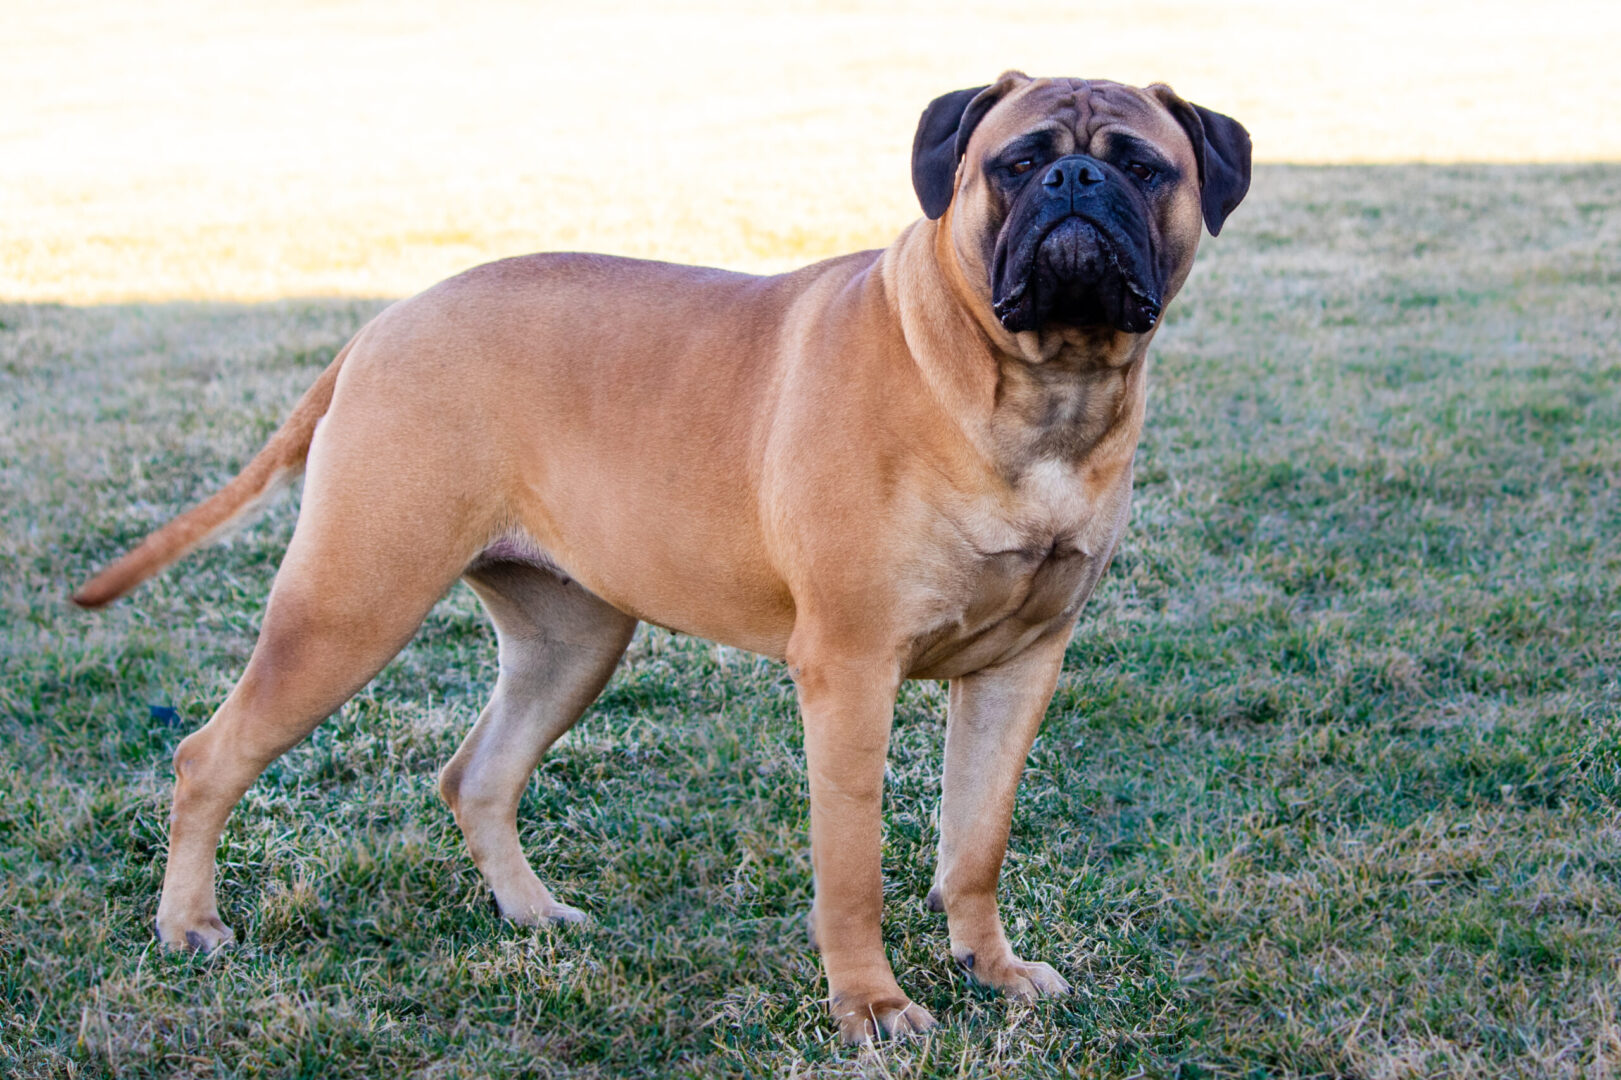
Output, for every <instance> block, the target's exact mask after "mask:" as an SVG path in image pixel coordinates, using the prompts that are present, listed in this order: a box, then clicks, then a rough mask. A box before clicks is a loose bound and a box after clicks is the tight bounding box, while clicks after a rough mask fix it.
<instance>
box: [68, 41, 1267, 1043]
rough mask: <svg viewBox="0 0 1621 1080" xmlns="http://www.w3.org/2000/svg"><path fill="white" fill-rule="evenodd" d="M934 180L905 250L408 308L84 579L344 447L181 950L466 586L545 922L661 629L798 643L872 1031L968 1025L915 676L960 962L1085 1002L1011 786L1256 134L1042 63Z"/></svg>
mask: <svg viewBox="0 0 1621 1080" xmlns="http://www.w3.org/2000/svg"><path fill="white" fill-rule="evenodd" d="M913 183H914V186H916V190H917V196H919V199H921V203H922V209H924V217H922V219H919V221H916V222H914V224H911V225H909V227H906V229H905V230H903V232H901V235H900V237H898V238H896V240H895V243H892V245H890V246H888V248H885V250H882V251H862V253H858V255H848V256H843V258H835V259H828V261H825V263H819V264H815V266H809V268H806V269H801V271H796V272H793V274H783V276H778V277H752V276H746V274H733V272H725V271H716V269H699V268H691V266H669V264H663V263H640V261H631V259H618V258H605V256H595V255H533V256H525V258H515V259H506V261H501V263H491V264H488V266H480V268H477V269H472V271H468V272H465V274H462V276H459V277H452V279H451V281H446V282H441V284H439V285H434V287H433V289H430V290H426V292H423V294H421V295H417V297H412V298H410V300H404V302H400V303H396V305H394V306H391V308H389V310H386V311H384V313H383V315H379V316H378V318H376V319H373V321H371V323H370V324H368V326H365V328H363V329H361V331H360V332H358V334H357V336H355V337H353V341H350V342H349V344H347V345H345V347H344V350H342V352H339V354H337V358H336V360H332V365H331V366H329V368H327V370H326V371H324V373H323V375H321V376H319V379H316V383H314V386H313V388H311V389H310V391H308V392H306V394H305V396H303V399H302V401H300V402H298V405H297V407H295V409H293V414H292V417H290V418H289V420H287V423H285V425H284V426H282V428H280V430H279V431H277V433H276V435H274V436H272V438H271V441H269V444H267V446H266V448H264V451H263V452H259V456H258V457H254V459H253V462H251V464H250V465H248V467H246V469H245V470H243V472H242V475H238V477H237V478H235V480H232V482H230V483H229V485H227V486H225V488H224V490H222V491H219V493H217V495H216V496H212V498H211V499H207V501H206V503H203V504H201V506H198V508H195V509H191V511H188V512H186V514H183V516H180V517H178V519H175V521H173V522H170V524H169V525H165V527H164V529H160V530H159V532H156V534H152V535H151V537H148V538H146V540H144V542H143V543H141V545H139V546H138V548H136V550H135V551H131V553H130V555H125V556H123V558H122V559H118V561H117V563H113V564H112V566H110V568H109V569H107V571H104V572H102V574H101V576H97V577H96V579H94V581H91V582H89V584H88V585H84V589H83V590H81V592H79V594H78V595H76V597H75V600H78V602H79V603H81V605H84V606H99V605H104V603H107V602H110V600H113V598H117V597H120V595H122V594H125V592H128V590H130V589H133V587H135V585H136V584H138V582H141V581H143V579H146V577H149V576H152V574H154V572H157V571H159V569H162V568H164V566H167V564H169V563H172V561H175V559H178V558H180V556H182V555H185V553H186V551H190V550H193V548H195V546H198V545H201V543H204V542H206V540H207V538H209V537H211V535H216V534H217V532H220V530H224V529H225V527H227V525H230V524H233V522H235V521H237V519H242V517H243V516H246V514H248V512H250V511H251V508H253V506H256V504H259V503H261V501H263V499H264V496H267V495H269V493H271V491H274V490H276V488H277V486H280V485H285V483H287V482H290V480H292V477H295V475H297V474H298V472H300V470H303V472H305V474H306V478H305V491H303V506H302V511H300V516H298V527H297V530H295V534H293V538H292V545H290V546H289V548H287V556H285V559H284V561H282V568H280V572H279V574H277V577H276V584H274V587H272V590H271V597H269V603H267V606H266V611H264V624H263V628H261V631H259V641H258V645H256V647H254V650H253V657H251V660H250V662H248V666H246V670H245V671H243V675H242V679H240V681H238V683H237V686H235V689H233V691H232V692H230V696H229V697H227V699H225V702H224V704H222V705H220V707H219V712H216V714H214V717H212V718H211V720H209V722H207V723H206V725H204V726H203V728H201V730H198V731H196V733H193V735H191V736H188V738H186V739H183V741H182V743H180V748H178V751H177V752H175V804H173V821H172V832H170V853H169V868H167V872H165V877H164V892H162V898H160V900H159V905H157V932H159V936H160V937H162V941H164V942H167V944H170V945H178V947H191V949H214V947H217V945H220V944H224V942H229V941H230V939H232V932H230V929H229V928H227V926H225V924H224V923H222V921H220V916H219V910H217V908H216V902H214V848H216V845H217V842H219V835H220V829H222V827H224V824H225V817H227V816H229V814H230V811H232V808H233V806H235V803H237V799H238V798H240V796H242V793H243V791H245V790H246V788H248V785H250V783H253V780H254V777H258V775H259V772H261V770H263V769H264V767H266V765H267V764H269V762H271V761H274V759H276V757H277V756H279V754H282V752H284V751H287V749H289V748H290V746H293V744H295V743H297V741H298V739H302V738H303V736H305V735H308V733H310V730H311V728H314V726H316V725H318V723H319V722H321V720H323V718H324V717H327V715H329V714H331V712H332V710H336V709H337V707H339V705H342V704H344V701H347V699H349V697H350V696H352V694H353V692H355V691H358V689H360V688H361V686H365V683H366V681H368V679H371V676H374V675H376V673H378V670H379V668H383V665H384V663H387V662H389V658H392V657H394V654H396V652H399V649H400V647H402V645H404V644H405V642H407V641H408V639H410V637H412V634H413V632H415V631H417V628H418V624H420V623H421V619H423V616H425V615H426V613H428V610H430V608H431V606H433V603H434V602H436V600H438V598H439V597H441V595H443V594H444V592H446V589H447V587H449V585H451V584H452V582H456V579H457V577H462V579H465V581H467V582H468V584H470V585H472V587H473V590H475V592H477V594H478V597H480V600H483V605H485V608H486V610H488V611H490V618H491V619H493V621H494V626H496V631H498V636H499V655H501V673H499V678H498V679H496V688H494V694H493V696H491V701H490V705H488V707H486V709H485V710H483V714H481V715H480V717H478V722H477V723H475V725H473V728H472V731H470V733H468V735H467V739H465V741H464V743H462V746H460V749H457V752H456V756H454V757H452V759H451V761H449V764H447V765H446V767H444V772H443V775H441V778H439V790H441V791H443V793H444V799H446V801H447V803H449V804H451V809H452V811H454V814H456V821H457V822H459V824H460V827H462V832H464V834H465V837H467V845H468V848H470V850H472V856H473V859H475V861H477V863H478V868H480V869H481V871H483V874H485V877H486V879H488V882H490V887H491V889H493V890H494V897H496V903H498V905H499V908H501V911H503V913H504V915H506V916H507V918H511V919H517V921H520V923H540V921H545V919H564V921H569V919H579V918H584V916H582V913H580V911H577V910H575V908H571V906H567V905H566V903H562V902H561V900H558V898H556V897H553V895H551V892H550V890H548V889H546V885H545V884H541V881H540V877H537V874H535V871H533V869H532V868H530V864H528V861H527V858H525V856H524V851H522V848H520V845H519V837H517V827H515V814H517V804H519V795H520V791H522V790H524V785H525V782H527V780H528V777H530V774H532V772H533V769H535V765H537V764H538V762H540V757H541V754H545V752H546V748H548V746H551V743H553V741H556V739H558V736H561V735H562V733H564V731H567V730H569V726H571V725H572V723H574V722H575V720H577V718H579V715H580V714H582V712H584V710H585V709H587V705H590V702H592V701H593V699H595V697H597V694H598V691H601V688H603V684H605V683H606V681H608V678H609V675H611V673H613V670H614V665H616V663H618V662H619V657H621V654H622V652H624V649H626V644H627V642H629V641H631V634H632V631H634V629H635V624H637V621H639V619H648V621H653V623H658V624H661V626H669V628H674V629H679V631H684V632H689V634H699V636H702V637H708V639H713V641H718V642H725V644H729V645H738V647H741V649H751V650H754V652H759V654H763V655H767V657H775V658H780V660H786V662H788V665H789V671H791V673H793V678H794V684H796V688H798V692H799V704H801V710H802V715H804V731H806V739H804V746H806V767H807V770H809V780H811V848H812V861H814V868H815V902H814V908H812V928H814V939H815V942H817V945H819V949H820V952H822V960H823V965H825V970H827V983H828V1001H830V1005H832V1010H833V1014H835V1017H836V1020H838V1025H840V1030H841V1033H843V1035H845V1038H846V1039H851V1041H859V1039H864V1038H870V1036H875V1035H893V1033H905V1031H922V1030H926V1028H929V1026H930V1025H932V1023H934V1018H932V1017H930V1015H929V1014H927V1012H926V1010H924V1009H922V1007H919V1005H916V1004H913V1002H911V1001H909V999H908V997H906V992H905V991H903V989H901V986H900V984H898V983H896V979H895V975H893V971H892V970H890V965H888V960H887V958H885V952H883V945H882V941H880V936H879V921H880V906H882V887H880V866H879V863H880V859H879V840H880V795H882V786H883V759H885V752H887V746H888V736H890V720H892V712H893V702H895V694H896V689H898V686H900V683H901V679H908V678H926V679H950V697H948V707H947V736H945V765H943V801H942V808H940V856H939V864H937V868H935V881H934V890H932V892H930V903H934V905H935V906H939V908H942V910H943V911H945V916H947V924H948V929H950V949H952V954H953V955H955V957H956V958H958V962H961V963H963V965H964V966H966V968H968V970H969V973H971V975H973V978H974V979H977V981H981V983H984V984H989V986H994V988H1000V989H1003V991H1007V992H1010V994H1018V996H1024V997H1029V996H1039V994H1060V992H1063V991H1067V989H1068V986H1067V984H1065V981H1063V978H1062V976H1060V975H1059V971H1055V970H1054V968H1052V966H1049V965H1046V963H1041V962H1037V960H1026V958H1021V957H1020V955H1016V954H1015V952H1013V947H1012V944H1010V942H1008V939H1007V934H1005V932H1003V929H1002V918H1000V913H999V910H997V877H999V872H1000V868H1002V856H1003V850H1005V846H1007V835H1008V819H1010V814H1012V809H1013V796H1015V788H1016V786H1018V778H1020V772H1021V770H1023V764H1024V756H1026V752H1028V751H1029V746H1031V741H1033V739H1034V735H1036V726H1037V723H1039V720H1041V717H1042V712H1044V709H1046V705H1047V701H1049V697H1050V696H1052V689H1054V684H1055V681H1057V678H1059V668H1060V663H1062V658H1063V649H1065V644H1067V642H1068V639H1070V631H1071V628H1073V624H1075V619H1076V615H1078V613H1080V610H1081V603H1083V602H1084V600H1086V597H1088V594H1091V590H1093V587H1094V585H1096V584H1097V579H1099V576H1101V574H1102V572H1104V568H1106V566H1107V563H1109V558H1110V555H1112V553H1114V550H1115V545H1117V542H1118V538H1120V532H1122V529H1123V527H1125V521H1127V504H1128V499H1130V493H1131V457H1133V452H1135V449H1136V441H1138V433H1140V430H1141V425H1143V410H1144V401H1146V379H1148V358H1146V357H1148V347H1149V342H1151V341H1153V337H1154V332H1156V328H1157V326H1159V321H1161V316H1162V313H1164V310H1165V306H1167V305H1169V303H1170V302H1172V298H1174V297H1175V295H1177V290H1178V287H1180V285H1182V282H1183V279H1185V277H1187V274H1188V269H1190V266H1191V263H1193V253H1195V248H1196V246H1198V242H1200V235H1201V229H1203V227H1208V229H1209V232H1211V234H1214V232H1217V230H1219V229H1221V225H1222V222H1224V219H1225V217H1227V214H1229V212H1230V211H1232V209H1234V206H1237V204H1238V201H1240V199H1242V198H1243V195H1245V190H1247V188H1248V183H1250V139H1248V135H1247V133H1245V130H1243V128H1242V126H1240V125H1238V123H1235V122H1234V120H1230V118H1229V117H1224V115H1221V114H1216V112H1211V110H1208V109H1201V107H1198V105H1191V104H1188V102H1185V101H1182V99H1180V97H1177V96H1175V94H1174V92H1172V91H1170V88H1167V86H1149V88H1146V89H1136V88H1130V86H1122V84H1118V83H1102V81H1088V79H1031V78H1028V76H1024V75H1020V73H1016V71H1010V73H1007V75H1003V76H1002V78H1000V79H997V81H995V83H994V84H990V86H984V88H976V89H966V91H956V92H953V94H945V96H943V97H939V99H937V101H934V102H932V104H930V105H929V107H927V110H926V112H924V115H922V120H921V123H919V126H917V135H916V141H914V146H913Z"/></svg>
++++
Identify the lines above with the word "instance". Copy them.

Answer space.
Output, for every <instance> block, the target's exact mask after "mask:" as an SVG path in image pixel coordinates, using the prompts that are present, listed in this order: a box, then clicks, then a rough mask. A box before clicks is a loose bound and a box after clicks is the tight bounding box, while clicks after a rough mask fix it.
<instance>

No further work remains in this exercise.